#### Exercise
Reproduce the data verbatim, starting with the line containing "puppy snout -> mask for every instance" and continuing through the end of the data.
# start of Records provided
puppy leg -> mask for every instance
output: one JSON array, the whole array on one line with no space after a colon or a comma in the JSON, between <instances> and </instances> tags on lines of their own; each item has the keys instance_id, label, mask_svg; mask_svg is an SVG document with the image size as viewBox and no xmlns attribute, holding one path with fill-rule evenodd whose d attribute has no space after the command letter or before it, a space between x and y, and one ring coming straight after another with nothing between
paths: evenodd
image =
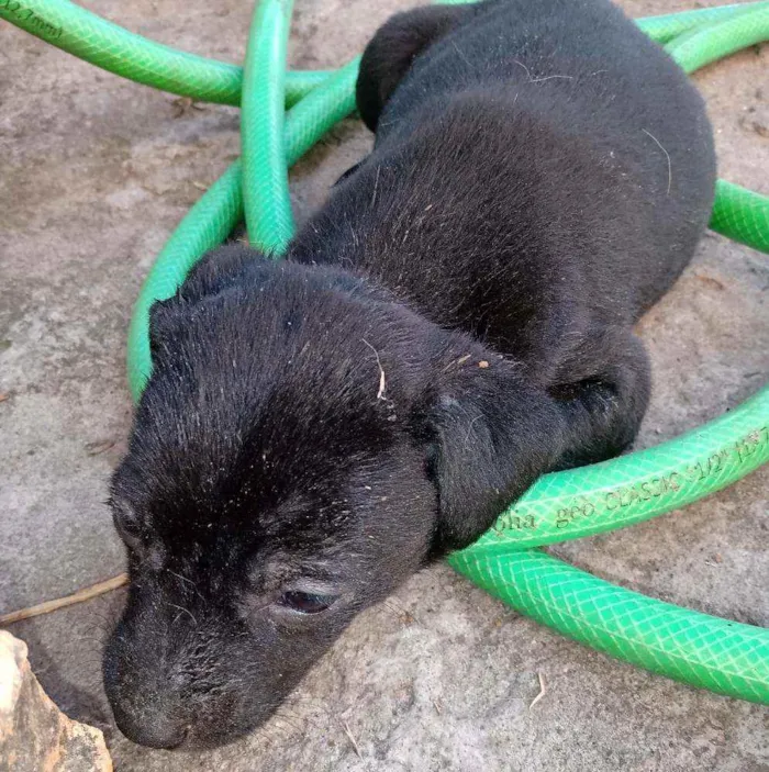
<instances>
[{"instance_id":1,"label":"puppy leg","mask_svg":"<svg viewBox=\"0 0 769 772\"><path fill-rule=\"evenodd\" d=\"M618 456L633 444L649 401L648 355L632 331L591 335L575 360L562 369L569 380L550 389L567 425L558 469Z\"/></svg>"},{"instance_id":2,"label":"puppy leg","mask_svg":"<svg viewBox=\"0 0 769 772\"><path fill-rule=\"evenodd\" d=\"M469 11L468 5L435 5L397 13L366 46L356 87L358 112L375 132L379 115L414 58L443 37Z\"/></svg>"}]
</instances>

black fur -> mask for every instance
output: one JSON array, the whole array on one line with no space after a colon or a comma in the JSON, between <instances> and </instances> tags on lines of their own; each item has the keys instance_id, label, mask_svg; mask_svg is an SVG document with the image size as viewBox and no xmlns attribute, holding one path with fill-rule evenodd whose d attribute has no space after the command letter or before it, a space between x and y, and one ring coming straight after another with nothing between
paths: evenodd
<instances>
[{"instance_id":1,"label":"black fur","mask_svg":"<svg viewBox=\"0 0 769 772\"><path fill-rule=\"evenodd\" d=\"M153 309L104 663L138 742L248 731L357 612L643 417L632 326L714 186L667 55L606 0L425 8L377 33L357 99L375 148L288 260L224 247Z\"/></svg>"}]
</instances>

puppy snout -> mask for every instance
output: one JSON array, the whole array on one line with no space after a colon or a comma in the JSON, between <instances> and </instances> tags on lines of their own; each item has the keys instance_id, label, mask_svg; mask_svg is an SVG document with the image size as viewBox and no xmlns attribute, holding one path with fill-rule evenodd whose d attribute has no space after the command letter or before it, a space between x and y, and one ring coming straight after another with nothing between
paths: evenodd
<instances>
[{"instance_id":1,"label":"puppy snout","mask_svg":"<svg viewBox=\"0 0 769 772\"><path fill-rule=\"evenodd\" d=\"M191 725L183 716L157 707L154 711L135 711L122 703L113 703L118 728L130 740L148 748L179 748L190 736Z\"/></svg>"}]
</instances>

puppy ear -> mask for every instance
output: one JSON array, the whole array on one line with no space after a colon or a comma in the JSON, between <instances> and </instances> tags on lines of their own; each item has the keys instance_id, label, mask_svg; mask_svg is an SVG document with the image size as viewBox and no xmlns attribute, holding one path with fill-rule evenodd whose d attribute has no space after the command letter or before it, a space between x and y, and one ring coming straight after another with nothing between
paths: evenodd
<instances>
[{"instance_id":1,"label":"puppy ear","mask_svg":"<svg viewBox=\"0 0 769 772\"><path fill-rule=\"evenodd\" d=\"M185 310L204 298L232 287L246 270L267 264L268 258L245 244L229 244L207 253L188 273L176 294L149 309L149 348L157 353L161 342L185 323Z\"/></svg>"},{"instance_id":2,"label":"puppy ear","mask_svg":"<svg viewBox=\"0 0 769 772\"><path fill-rule=\"evenodd\" d=\"M475 541L561 454L565 425L515 363L454 363L423 413L421 439L437 489L433 557Z\"/></svg>"}]
</instances>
# end of Records provided
#### Output below
puppy snout -> mask for every instance
output: one JSON array, the whole array on one line with no space after a colon or a comma in the JSON, between <instances> and </instances> tags on lines of their own; each item has the keys instance_id, label, mask_svg; mask_svg is an SVG document with the image size as viewBox and no xmlns attribute, holding one path with fill-rule evenodd whose d attribute has no space after the command letter or before it, a space between x and y, and one ring coming straight after another with nothing between
paths: evenodd
<instances>
[{"instance_id":1,"label":"puppy snout","mask_svg":"<svg viewBox=\"0 0 769 772\"><path fill-rule=\"evenodd\" d=\"M191 725L183 716L157 707L154 711L135 711L122 703L113 703L118 728L130 740L148 748L179 748L190 736Z\"/></svg>"}]
</instances>

puppy ear -> mask for every instance
output: one JSON array, the whole array on one line with no space after a colon or a comma in the JSON, between <instances> and </instances> tags on lines of their own; each item has the keys instance_id, label, mask_svg; mask_svg is an SVG document with the image size as viewBox and no xmlns attribute, holding one path with fill-rule evenodd whose d attribute has no space after the command letter or before it, a space between x and y, and one ring coming straight after another with nothing between
paths: evenodd
<instances>
[{"instance_id":1,"label":"puppy ear","mask_svg":"<svg viewBox=\"0 0 769 772\"><path fill-rule=\"evenodd\" d=\"M185 310L204 298L232 287L246 270L267 264L268 258L245 244L229 244L207 253L188 273L176 294L149 309L149 348L157 353L161 342L185 323Z\"/></svg>"},{"instance_id":2,"label":"puppy ear","mask_svg":"<svg viewBox=\"0 0 769 772\"><path fill-rule=\"evenodd\" d=\"M475 541L561 454L565 425L515 363L454 363L423 413L421 439L437 489L433 557Z\"/></svg>"}]
</instances>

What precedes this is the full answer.